### PROVIDED DATA
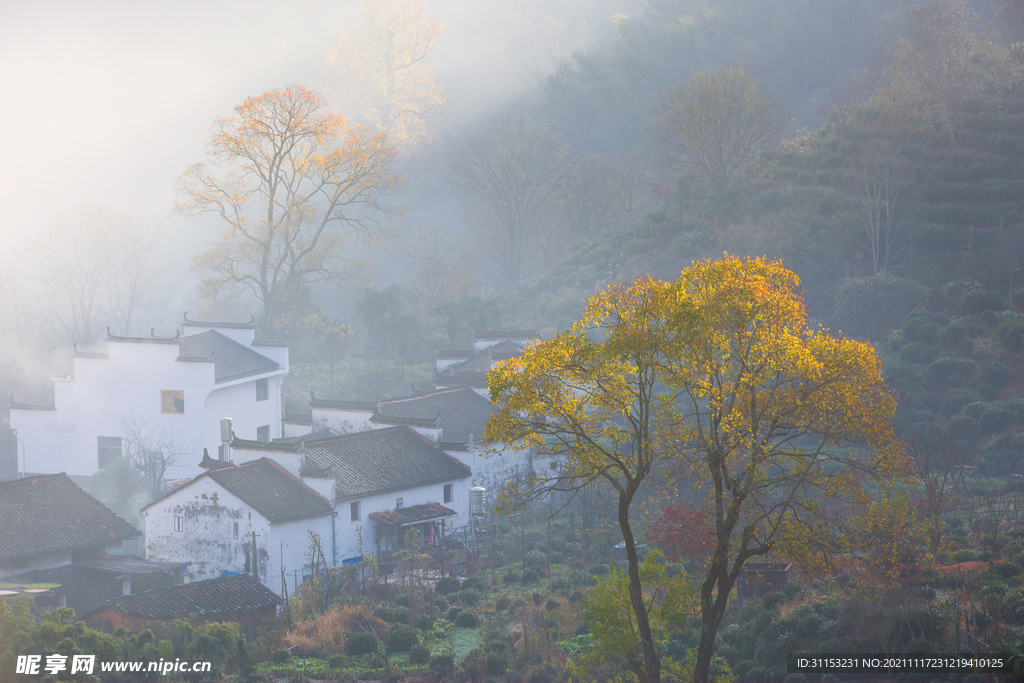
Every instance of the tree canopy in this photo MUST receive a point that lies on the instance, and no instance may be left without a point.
(716, 382)
(379, 75)
(717, 123)
(295, 184)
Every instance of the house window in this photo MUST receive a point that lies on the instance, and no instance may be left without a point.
(108, 451)
(172, 401)
(262, 389)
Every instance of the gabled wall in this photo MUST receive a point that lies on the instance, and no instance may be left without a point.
(207, 541)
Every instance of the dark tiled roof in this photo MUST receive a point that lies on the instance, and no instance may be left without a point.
(251, 325)
(413, 514)
(295, 441)
(87, 588)
(488, 335)
(231, 360)
(340, 404)
(382, 460)
(152, 339)
(271, 491)
(505, 350)
(202, 598)
(30, 407)
(276, 445)
(478, 380)
(267, 488)
(43, 514)
(209, 463)
(298, 418)
(480, 363)
(126, 564)
(454, 353)
(459, 412)
(382, 419)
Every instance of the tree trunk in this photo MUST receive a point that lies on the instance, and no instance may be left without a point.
(651, 664)
(713, 604)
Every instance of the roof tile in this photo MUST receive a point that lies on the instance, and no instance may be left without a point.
(48, 513)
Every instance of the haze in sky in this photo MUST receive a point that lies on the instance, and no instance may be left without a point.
(108, 101)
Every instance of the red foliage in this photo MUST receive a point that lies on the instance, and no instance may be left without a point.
(683, 531)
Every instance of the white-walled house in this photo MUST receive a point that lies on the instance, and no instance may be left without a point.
(178, 387)
(52, 531)
(375, 471)
(469, 368)
(213, 521)
(453, 418)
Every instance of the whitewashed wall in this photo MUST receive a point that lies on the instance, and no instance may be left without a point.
(208, 513)
(103, 392)
(492, 470)
(348, 531)
(126, 386)
(238, 400)
(343, 422)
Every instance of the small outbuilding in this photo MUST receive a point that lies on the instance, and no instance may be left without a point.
(239, 598)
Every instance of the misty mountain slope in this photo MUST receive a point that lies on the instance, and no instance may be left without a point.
(944, 303)
(602, 98)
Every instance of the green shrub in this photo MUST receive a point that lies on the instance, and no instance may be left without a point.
(442, 666)
(475, 584)
(496, 663)
(359, 642)
(419, 654)
(391, 613)
(467, 620)
(980, 300)
(581, 580)
(955, 399)
(399, 638)
(1011, 334)
(440, 604)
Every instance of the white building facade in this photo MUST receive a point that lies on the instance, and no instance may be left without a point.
(172, 390)
(252, 518)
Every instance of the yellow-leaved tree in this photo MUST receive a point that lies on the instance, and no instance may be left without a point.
(716, 381)
(294, 184)
(378, 74)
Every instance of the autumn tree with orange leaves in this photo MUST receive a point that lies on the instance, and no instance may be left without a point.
(378, 74)
(295, 184)
(717, 381)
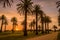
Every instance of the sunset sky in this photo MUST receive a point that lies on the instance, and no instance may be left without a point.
(48, 6)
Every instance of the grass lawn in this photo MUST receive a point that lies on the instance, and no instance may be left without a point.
(17, 35)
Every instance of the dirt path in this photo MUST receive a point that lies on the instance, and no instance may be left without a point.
(52, 36)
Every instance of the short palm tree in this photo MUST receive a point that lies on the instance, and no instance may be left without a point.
(6, 2)
(2, 19)
(25, 6)
(14, 23)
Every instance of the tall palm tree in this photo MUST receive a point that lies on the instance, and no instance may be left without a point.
(2, 19)
(6, 23)
(36, 12)
(6, 2)
(55, 27)
(14, 23)
(48, 20)
(32, 24)
(58, 5)
(25, 6)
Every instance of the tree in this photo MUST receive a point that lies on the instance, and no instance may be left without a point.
(14, 23)
(37, 11)
(55, 27)
(47, 22)
(32, 24)
(25, 6)
(6, 23)
(6, 2)
(41, 18)
(58, 5)
(2, 19)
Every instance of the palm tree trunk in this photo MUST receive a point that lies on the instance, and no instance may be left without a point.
(45, 27)
(25, 28)
(42, 24)
(36, 24)
(1, 25)
(13, 28)
(5, 28)
(48, 27)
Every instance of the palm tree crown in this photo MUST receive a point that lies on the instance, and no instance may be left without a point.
(6, 2)
(25, 5)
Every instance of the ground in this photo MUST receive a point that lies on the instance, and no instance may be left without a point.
(19, 36)
(52, 36)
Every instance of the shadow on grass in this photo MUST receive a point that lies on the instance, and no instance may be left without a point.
(58, 37)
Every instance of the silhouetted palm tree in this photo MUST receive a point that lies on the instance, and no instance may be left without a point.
(41, 14)
(58, 4)
(48, 20)
(6, 2)
(55, 27)
(2, 19)
(37, 11)
(14, 23)
(25, 6)
(32, 24)
(6, 23)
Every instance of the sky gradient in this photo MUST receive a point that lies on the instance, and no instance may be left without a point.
(48, 6)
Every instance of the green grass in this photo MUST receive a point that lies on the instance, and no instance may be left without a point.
(17, 35)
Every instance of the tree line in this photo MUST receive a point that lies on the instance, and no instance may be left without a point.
(27, 8)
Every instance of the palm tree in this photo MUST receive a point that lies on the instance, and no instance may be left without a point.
(6, 2)
(32, 24)
(37, 11)
(47, 22)
(6, 23)
(58, 5)
(2, 19)
(14, 23)
(25, 6)
(54, 28)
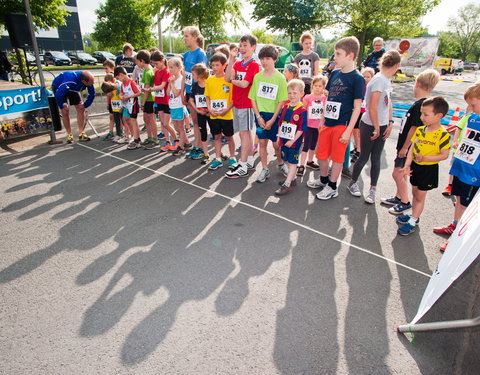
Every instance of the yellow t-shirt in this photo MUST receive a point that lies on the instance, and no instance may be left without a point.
(220, 93)
(429, 143)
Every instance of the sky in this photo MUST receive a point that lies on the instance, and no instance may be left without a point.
(436, 20)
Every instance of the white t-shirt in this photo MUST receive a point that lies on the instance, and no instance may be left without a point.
(382, 84)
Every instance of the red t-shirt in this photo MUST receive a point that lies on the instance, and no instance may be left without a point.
(159, 77)
(245, 73)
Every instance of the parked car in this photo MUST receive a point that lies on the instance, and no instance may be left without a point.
(82, 58)
(57, 58)
(101, 56)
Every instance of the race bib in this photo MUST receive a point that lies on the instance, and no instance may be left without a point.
(267, 91)
(332, 110)
(188, 78)
(201, 101)
(287, 131)
(468, 151)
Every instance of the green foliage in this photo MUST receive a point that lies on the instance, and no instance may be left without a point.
(123, 21)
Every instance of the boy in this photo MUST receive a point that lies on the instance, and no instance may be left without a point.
(424, 84)
(466, 161)
(292, 125)
(218, 93)
(268, 92)
(129, 93)
(431, 144)
(241, 73)
(146, 82)
(346, 89)
(307, 61)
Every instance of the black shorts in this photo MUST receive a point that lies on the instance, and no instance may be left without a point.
(424, 177)
(465, 191)
(219, 126)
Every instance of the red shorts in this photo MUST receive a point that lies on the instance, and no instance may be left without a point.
(329, 145)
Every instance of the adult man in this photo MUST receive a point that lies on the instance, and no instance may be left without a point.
(378, 51)
(69, 85)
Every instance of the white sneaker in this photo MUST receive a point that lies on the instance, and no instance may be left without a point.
(327, 193)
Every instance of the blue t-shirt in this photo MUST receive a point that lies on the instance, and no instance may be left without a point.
(466, 161)
(343, 89)
(190, 58)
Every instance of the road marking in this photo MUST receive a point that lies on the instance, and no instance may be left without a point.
(303, 226)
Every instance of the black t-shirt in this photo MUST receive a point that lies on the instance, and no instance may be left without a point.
(412, 118)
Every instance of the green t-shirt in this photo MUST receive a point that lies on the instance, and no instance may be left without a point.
(268, 91)
(147, 78)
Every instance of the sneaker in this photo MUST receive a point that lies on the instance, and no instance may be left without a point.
(449, 229)
(83, 137)
(370, 198)
(215, 164)
(108, 137)
(399, 208)
(264, 174)
(232, 163)
(237, 172)
(283, 190)
(327, 193)
(354, 189)
(283, 168)
(447, 191)
(392, 201)
(315, 184)
(313, 165)
(300, 171)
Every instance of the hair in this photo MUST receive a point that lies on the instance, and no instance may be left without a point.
(109, 63)
(126, 47)
(250, 39)
(349, 44)
(319, 78)
(219, 56)
(390, 59)
(438, 103)
(201, 70)
(119, 70)
(268, 50)
(143, 55)
(297, 84)
(306, 35)
(473, 91)
(428, 79)
(195, 31)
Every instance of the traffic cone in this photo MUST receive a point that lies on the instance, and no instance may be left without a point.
(452, 126)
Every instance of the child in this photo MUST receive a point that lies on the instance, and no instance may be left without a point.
(307, 60)
(198, 101)
(129, 93)
(376, 124)
(346, 89)
(160, 91)
(424, 84)
(218, 93)
(466, 162)
(146, 82)
(241, 73)
(268, 92)
(431, 144)
(292, 125)
(176, 87)
(315, 104)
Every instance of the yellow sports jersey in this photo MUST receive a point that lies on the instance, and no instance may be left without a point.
(220, 93)
(430, 143)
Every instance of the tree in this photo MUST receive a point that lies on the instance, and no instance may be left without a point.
(467, 27)
(123, 21)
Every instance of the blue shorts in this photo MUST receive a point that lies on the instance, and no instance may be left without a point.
(177, 113)
(267, 134)
(290, 155)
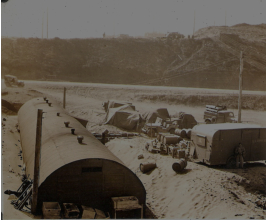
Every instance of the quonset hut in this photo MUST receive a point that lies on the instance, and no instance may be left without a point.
(86, 174)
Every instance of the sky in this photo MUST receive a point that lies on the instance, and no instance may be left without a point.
(92, 18)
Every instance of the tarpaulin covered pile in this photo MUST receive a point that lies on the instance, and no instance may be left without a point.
(114, 104)
(124, 117)
(151, 117)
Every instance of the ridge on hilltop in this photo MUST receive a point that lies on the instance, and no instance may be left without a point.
(209, 59)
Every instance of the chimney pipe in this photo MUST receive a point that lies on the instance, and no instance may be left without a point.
(73, 131)
(80, 138)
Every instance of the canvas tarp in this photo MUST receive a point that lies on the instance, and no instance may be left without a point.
(151, 116)
(124, 117)
(114, 104)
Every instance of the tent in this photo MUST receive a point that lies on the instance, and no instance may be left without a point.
(124, 117)
(151, 116)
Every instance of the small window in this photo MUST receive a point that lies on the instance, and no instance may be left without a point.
(91, 169)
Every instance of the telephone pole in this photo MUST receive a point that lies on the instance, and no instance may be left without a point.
(47, 23)
(194, 22)
(37, 161)
(240, 88)
(225, 18)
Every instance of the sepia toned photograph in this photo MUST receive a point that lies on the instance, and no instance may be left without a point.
(133, 109)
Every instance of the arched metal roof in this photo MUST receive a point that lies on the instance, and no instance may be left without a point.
(59, 146)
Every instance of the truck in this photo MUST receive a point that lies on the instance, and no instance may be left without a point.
(218, 114)
(12, 81)
(214, 144)
(184, 121)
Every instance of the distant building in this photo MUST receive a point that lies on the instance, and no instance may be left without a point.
(124, 36)
(174, 35)
(154, 34)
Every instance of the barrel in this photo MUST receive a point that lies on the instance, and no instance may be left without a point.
(146, 167)
(164, 135)
(159, 136)
(188, 133)
(179, 165)
(181, 133)
(181, 153)
(171, 139)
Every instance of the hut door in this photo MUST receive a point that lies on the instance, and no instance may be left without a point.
(114, 185)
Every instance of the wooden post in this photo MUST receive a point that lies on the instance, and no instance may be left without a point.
(64, 98)
(37, 162)
(240, 88)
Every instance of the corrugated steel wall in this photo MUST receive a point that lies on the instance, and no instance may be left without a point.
(86, 173)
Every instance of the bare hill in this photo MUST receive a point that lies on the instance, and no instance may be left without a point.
(210, 60)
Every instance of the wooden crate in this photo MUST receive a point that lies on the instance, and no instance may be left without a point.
(70, 211)
(88, 212)
(51, 210)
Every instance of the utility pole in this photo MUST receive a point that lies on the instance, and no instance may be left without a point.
(194, 22)
(225, 18)
(64, 98)
(37, 162)
(42, 25)
(47, 23)
(240, 88)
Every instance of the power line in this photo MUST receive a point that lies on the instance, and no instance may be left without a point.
(185, 72)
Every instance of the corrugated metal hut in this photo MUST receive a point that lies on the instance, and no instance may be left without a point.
(86, 174)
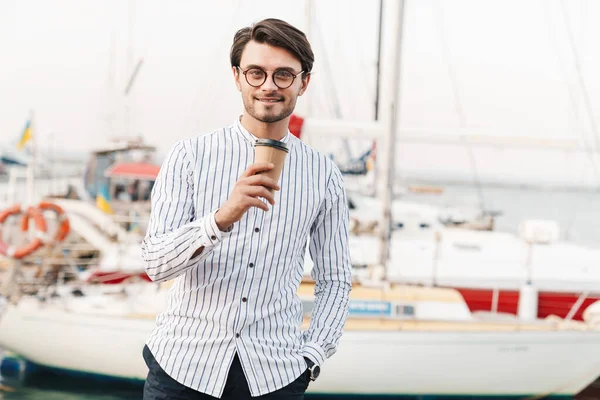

### EXERCISE DIRECTIONS
Where the line with "Every instance of the power" appears, begin there and transcribe exactly through the last line of the data, leaving all pictures aside.

### EXERCISE ANSWER
Every instance of the power line in this photo MUST receive a point that lies on the instance, and no instance may be left without a point.
(185, 72)
Every instance of the corrugated metal hut in this photo MUST receive a point that lies on the instance, and no instance may be left without a point.
(86, 174)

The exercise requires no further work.